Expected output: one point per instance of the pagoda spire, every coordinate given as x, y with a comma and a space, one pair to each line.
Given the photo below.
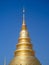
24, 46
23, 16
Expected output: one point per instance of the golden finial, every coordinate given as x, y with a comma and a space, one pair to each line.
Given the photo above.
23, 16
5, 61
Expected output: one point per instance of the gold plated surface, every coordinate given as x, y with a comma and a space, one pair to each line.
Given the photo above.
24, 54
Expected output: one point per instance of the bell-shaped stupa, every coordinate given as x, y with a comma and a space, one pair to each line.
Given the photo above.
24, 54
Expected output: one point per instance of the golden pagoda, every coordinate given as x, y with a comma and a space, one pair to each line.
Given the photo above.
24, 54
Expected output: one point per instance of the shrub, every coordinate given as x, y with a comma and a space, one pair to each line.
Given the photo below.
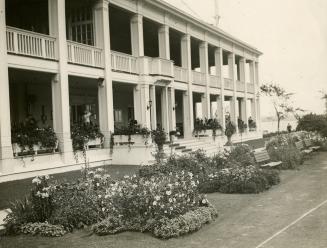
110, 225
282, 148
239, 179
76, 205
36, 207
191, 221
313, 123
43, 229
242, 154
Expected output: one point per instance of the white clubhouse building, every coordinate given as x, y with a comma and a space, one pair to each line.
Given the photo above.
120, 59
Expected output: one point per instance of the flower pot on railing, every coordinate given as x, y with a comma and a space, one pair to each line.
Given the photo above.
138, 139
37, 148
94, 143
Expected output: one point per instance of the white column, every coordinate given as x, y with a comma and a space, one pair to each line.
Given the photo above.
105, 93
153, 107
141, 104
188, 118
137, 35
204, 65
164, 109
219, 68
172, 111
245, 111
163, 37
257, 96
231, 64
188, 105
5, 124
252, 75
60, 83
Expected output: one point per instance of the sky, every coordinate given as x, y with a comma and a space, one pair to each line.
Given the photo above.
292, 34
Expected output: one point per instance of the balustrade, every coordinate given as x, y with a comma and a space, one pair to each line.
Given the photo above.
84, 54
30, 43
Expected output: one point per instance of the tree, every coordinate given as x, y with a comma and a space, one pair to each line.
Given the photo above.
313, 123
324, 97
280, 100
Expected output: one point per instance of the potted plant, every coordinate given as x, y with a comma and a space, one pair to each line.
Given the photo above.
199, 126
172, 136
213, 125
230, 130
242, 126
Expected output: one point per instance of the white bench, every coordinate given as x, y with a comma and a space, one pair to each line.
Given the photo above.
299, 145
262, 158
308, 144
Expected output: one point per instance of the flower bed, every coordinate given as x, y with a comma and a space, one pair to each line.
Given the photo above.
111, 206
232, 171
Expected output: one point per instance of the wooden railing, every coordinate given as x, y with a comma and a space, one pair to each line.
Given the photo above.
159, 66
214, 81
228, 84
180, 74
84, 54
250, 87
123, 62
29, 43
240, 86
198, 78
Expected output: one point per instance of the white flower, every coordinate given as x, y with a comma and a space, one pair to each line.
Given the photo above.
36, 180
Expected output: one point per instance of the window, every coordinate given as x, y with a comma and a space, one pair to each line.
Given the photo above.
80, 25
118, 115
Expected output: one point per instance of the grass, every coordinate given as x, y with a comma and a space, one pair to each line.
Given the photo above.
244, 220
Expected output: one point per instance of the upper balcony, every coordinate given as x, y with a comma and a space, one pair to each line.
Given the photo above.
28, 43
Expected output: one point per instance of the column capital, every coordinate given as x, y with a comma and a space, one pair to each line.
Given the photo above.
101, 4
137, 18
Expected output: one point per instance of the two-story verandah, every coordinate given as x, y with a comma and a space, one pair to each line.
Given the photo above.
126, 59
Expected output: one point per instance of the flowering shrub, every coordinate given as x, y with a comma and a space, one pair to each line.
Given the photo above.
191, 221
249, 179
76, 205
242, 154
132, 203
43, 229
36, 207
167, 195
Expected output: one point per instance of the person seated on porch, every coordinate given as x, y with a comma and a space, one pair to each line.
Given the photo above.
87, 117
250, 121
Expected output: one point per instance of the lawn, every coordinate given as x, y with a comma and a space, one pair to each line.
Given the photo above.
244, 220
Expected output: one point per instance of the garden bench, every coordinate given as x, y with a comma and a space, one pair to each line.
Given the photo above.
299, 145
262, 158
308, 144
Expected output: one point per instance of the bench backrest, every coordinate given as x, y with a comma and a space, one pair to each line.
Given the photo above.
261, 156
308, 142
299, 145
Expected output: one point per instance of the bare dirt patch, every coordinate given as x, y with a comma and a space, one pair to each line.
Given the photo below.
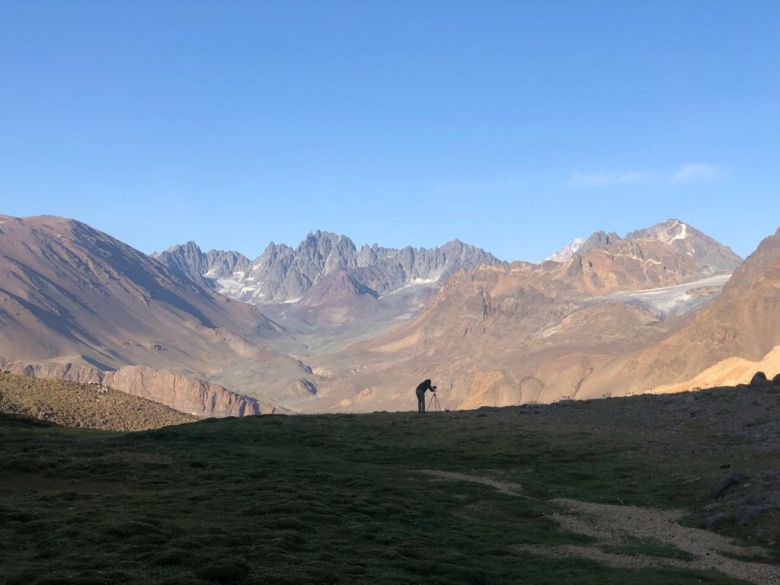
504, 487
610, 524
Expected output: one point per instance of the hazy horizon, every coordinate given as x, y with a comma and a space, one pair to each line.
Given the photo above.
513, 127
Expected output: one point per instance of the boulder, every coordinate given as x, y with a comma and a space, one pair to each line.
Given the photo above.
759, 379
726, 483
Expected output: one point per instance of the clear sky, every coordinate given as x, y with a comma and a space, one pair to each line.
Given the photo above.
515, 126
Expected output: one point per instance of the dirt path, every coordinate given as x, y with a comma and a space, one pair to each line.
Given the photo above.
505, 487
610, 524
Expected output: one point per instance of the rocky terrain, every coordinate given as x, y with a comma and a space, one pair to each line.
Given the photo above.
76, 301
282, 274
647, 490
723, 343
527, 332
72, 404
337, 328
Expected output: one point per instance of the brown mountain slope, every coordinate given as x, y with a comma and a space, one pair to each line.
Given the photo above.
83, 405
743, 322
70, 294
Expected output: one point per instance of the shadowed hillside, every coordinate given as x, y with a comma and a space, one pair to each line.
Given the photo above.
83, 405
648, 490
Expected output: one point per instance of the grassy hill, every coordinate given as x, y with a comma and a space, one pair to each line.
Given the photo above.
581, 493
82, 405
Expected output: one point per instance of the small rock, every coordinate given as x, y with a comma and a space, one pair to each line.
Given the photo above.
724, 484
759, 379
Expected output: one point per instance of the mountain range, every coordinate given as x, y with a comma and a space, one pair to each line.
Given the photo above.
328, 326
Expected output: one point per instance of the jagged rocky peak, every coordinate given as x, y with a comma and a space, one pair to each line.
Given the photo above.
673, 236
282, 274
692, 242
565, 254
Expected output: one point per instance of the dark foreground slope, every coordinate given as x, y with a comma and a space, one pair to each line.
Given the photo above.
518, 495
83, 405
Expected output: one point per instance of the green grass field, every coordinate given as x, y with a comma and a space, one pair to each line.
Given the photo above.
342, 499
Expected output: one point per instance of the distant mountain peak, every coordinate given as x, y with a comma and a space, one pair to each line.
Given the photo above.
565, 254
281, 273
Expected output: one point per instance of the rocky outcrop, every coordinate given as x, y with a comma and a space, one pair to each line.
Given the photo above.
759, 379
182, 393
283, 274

** WHAT IS NEEDED **
Leave out the pictures and transcribe the entries above exactly.

** CORRECT OUTPUT **
Expected output: one point per instance of the pagoda spire, every coordinate given as x, y with a comma and a space, one pair to each line.
Given the photo below.
24, 46
23, 16
Expected output: one point per instance of the golden finial, every coordinate given as x, y with a comma and a space, one pair to each line.
Given the photo above.
23, 16
5, 61
Expected output: one point per instance of the gold plated surface, every coordinate given as x, y with a comma and a space, one pair to each line.
Given the photo above.
24, 54
Expected output: one point per instance of the bell-shaped stupa, every coordinate given as x, y with a comma and a space, one pair to each line.
Given the photo above.
24, 54
Expected output: one point per instance of the golden pagoda, every coordinate given as x, y with a comma and a space, one pair to each line.
Given the photo above.
24, 54
Expected output: one point per instance of the shrub, every coordinate given as x, y with a comma and a space, one pair to each line.
Given the photo below.
110, 225
282, 148
239, 179
76, 205
36, 207
191, 221
313, 123
43, 229
242, 154
Expected output: one point per instance of the white clubhouse building, every coordinate given as x, y with a comma and a space, one pair to each line.
Given the photo above.
120, 59
Expected output: one point per instance of the flower pot on railing, every coordinate given as x, y with a comma and a space, one pair to each line.
Given the photo above.
138, 139
37, 148
94, 143
Expected output: one point per instance of the white column, every coordinate given as x, y with a comma and a space, one pair to each line.
Given the photo above.
105, 93
153, 107
141, 104
188, 118
137, 35
204, 65
164, 109
219, 68
172, 111
245, 111
163, 37
257, 96
231, 64
188, 105
5, 124
252, 75
60, 83
Expected output: one point per instance of the sky, every coordinate given as x, y with a comma and a space, one pair to each line.
Given the photo above.
292, 34
Expected output: one point per instance of the balustrade, every coordinate given as x, y with a comma and a space, one pair to each line.
Given the photo above.
84, 54
30, 43
Expected output: one point per instance of the tree, every coordinate given as x, y with a comma and a space, one pair to each line.
Given the photo above.
313, 123
324, 97
280, 100
Expected output: one point per instance of the potted plant, every coordinate given as x, y with a comma and a space, one pair to each line.
Given the photo above.
199, 126
172, 136
213, 125
230, 130
242, 126
Expected output: one point per instance of the white bench, every coordinate given as x, y with a comma and a space, one pair to each line.
Given the photo above.
299, 145
262, 158
308, 144
Expected output: one point per instance of the flower bed, every coordinate given as x, y with a comma and a space, one pair to each line.
Given the photo above.
111, 206
232, 171
Expected output: one point per instance of the wooden railing, every coordinate given as x, y with a comma and a space, one pair to each line.
Given the photo above.
159, 66
214, 81
228, 84
180, 74
84, 54
250, 87
123, 62
29, 43
240, 86
198, 78
Expected output: one point per instance of the white flower, every coordinate given as x, y with a comma and a space, one pair to each line.
Given the photo above.
36, 180
Expected output: one point per instance of the window, every coordinate given as x, y with a comma and a space, one pair to each line.
Given the photo above.
80, 25
118, 115
Expected output: one point per instance of the grass, every coordinate given as x, y with a comma and a space, one pair to each line.
Given the photo above.
244, 220
Expected output: one point per instance of the upper balcony, every coordinate given as x, y with a comma and a space, one pair to each line.
Given the photo above.
28, 43
Expected output: one point per instance of the column capital, every coordinate given as x, y with a comma and a space, one pair to each line.
Given the photo above.
101, 4
137, 18
Expected output: one point per instance of the two-story verandah, every coordinate given as x, y with a comma and a space, one pair to each line.
Given the photo above.
126, 59
Expected output: one point per instance of the flowering shrub, every coordinate given as x, y with a comma and a space, one pair to each line.
Given the photo above.
191, 221
249, 179
76, 205
242, 154
132, 203
43, 229
36, 207
167, 195
Expected output: one point per instance of the person seated on porch, every coordinate given as x, y with a comma and a space, one pair to each line.
Given the photo above.
87, 117
250, 121
Expected output: one point per instance of the lawn, every coordinate given as x, y with a comma and a space, one pair to each line.
Given the photo above.
244, 220
Expected output: one point per instance of the garden bench, every coordinate given as x, y with a comma and a space, one pair to each line.
Given the photo above.
299, 145
262, 158
308, 144
Expected output: one point per instance of the bench backrest, every coordinate given as x, y with a comma and a space, one pair to each line.
Given the photo above.
261, 156
308, 142
299, 145
Expected output: one point per instance of the bare dirt patch, every coordinate given as x, y with a comma and a space, one pair to each line.
Given the photo below.
504, 487
610, 524
Expected output: one point per instance of the hazy horizon, every coordinate given as x, y with a comma and a space, one pair to each line.
Given the photo above.
513, 127
Expected output: one point per instance of the boulder, every coordinate given as x, y with a comma and a space, one pair to each line.
Given the photo above.
759, 379
726, 483
Expected output: one point per instance of the clear sky, every coordinate given as x, y with a comma and a space, one pair to each line.
Given the photo above.
515, 126
Expected output: one point per instance of the dirt path, every coordinate given as x, y with a comma and a space, one pair to each line.
Given the photo above.
505, 487
610, 524
Expected output: one point per instance of the rocky terrain, every coordinate given as x, y with a comma and a space, one pair to each line.
Given the photo above.
76, 301
282, 274
647, 490
723, 343
527, 332
72, 404
337, 328
Expected output: one point per instance of the brown mountain slope, every coordinate given as x, y with a comma and a space, one pair to each line.
Given the photo above.
83, 405
743, 322
70, 294
Expected output: one point per instance of the shadowed hillside, every coordinate given as x, y with a comma and a space, one pair to each line.
Given the photo above.
83, 405
648, 490
Expected output: one point per instance of the grassy hill, every coordinate given as x, y with a comma and a space, one pair to each line.
Given the photo above.
581, 493
82, 405
Expected output: one point per instance of the small rock, every coordinate given as x, y with a comma and a space, one pair to each line.
Given the photo above.
724, 484
759, 379
Expected output: one point per instance of the mountain range, every coordinate given as x, y with a comma and a space, one pair to each line.
Given the photo above.
328, 326
Expected output: one point per instance of the jagged rocky peak, every coordinate given as x, y with a comma and a space, one pair to each line.
Given the photo above.
673, 236
282, 274
692, 242
565, 254
Expected output: one point per instance of the dark foreground slope, every coordinate given as x, y with a comma and a space, one pair to each line.
Given the photo above.
518, 495
83, 405
Expected output: one point per instance of the green grass field, every coordinate given as x, y with a comma and a space, one pair to each line.
Given the photo above.
342, 499
Expected output: one point per instance of the distant mountain peak, every coordinate given as x, y with a comma and a space, one pair to each line.
Given the photo above.
565, 254
281, 273
Expected output: one point per instance of the rocky outcrop, every coordinate given as x, y with a comma and a space, one pair to each line.
Given the photo above.
759, 379
182, 393
283, 274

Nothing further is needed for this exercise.